_Task requirements_. Locate each line in the data below that contains the string "grab" and copy those lines. Treat uppercase and lowercase letters as different.

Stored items
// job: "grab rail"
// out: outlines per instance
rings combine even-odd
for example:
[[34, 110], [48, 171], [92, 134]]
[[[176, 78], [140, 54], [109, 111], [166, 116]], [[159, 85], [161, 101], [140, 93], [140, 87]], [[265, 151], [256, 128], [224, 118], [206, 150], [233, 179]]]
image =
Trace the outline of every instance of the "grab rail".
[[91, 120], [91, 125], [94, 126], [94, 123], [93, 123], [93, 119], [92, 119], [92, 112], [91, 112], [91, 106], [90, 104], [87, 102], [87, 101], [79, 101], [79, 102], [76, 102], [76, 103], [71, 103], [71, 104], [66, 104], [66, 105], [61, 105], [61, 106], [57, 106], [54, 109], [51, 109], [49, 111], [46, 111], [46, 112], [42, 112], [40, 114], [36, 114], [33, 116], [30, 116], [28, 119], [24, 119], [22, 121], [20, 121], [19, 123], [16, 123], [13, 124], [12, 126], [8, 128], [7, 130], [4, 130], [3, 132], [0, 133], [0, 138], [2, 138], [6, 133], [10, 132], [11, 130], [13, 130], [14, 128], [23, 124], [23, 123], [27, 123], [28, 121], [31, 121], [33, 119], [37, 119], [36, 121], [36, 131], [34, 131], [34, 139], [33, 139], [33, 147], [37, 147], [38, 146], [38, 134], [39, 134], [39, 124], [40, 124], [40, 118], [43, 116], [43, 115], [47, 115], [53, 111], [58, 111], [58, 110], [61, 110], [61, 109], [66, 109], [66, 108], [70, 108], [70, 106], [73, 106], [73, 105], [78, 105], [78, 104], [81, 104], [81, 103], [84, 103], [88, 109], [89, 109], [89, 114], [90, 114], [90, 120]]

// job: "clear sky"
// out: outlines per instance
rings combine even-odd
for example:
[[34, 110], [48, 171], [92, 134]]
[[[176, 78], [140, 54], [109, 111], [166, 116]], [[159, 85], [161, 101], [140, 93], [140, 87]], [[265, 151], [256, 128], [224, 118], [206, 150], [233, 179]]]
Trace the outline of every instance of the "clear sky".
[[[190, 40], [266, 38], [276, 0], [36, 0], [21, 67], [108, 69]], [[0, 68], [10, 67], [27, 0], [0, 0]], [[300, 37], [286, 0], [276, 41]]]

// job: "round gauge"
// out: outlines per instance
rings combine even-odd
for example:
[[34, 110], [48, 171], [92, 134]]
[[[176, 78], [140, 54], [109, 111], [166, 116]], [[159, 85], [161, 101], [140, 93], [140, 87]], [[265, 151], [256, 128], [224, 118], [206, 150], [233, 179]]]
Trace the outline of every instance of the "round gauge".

_Written solution_.
// job: "grab rail"
Trace the outline of every instance of the "grab rail".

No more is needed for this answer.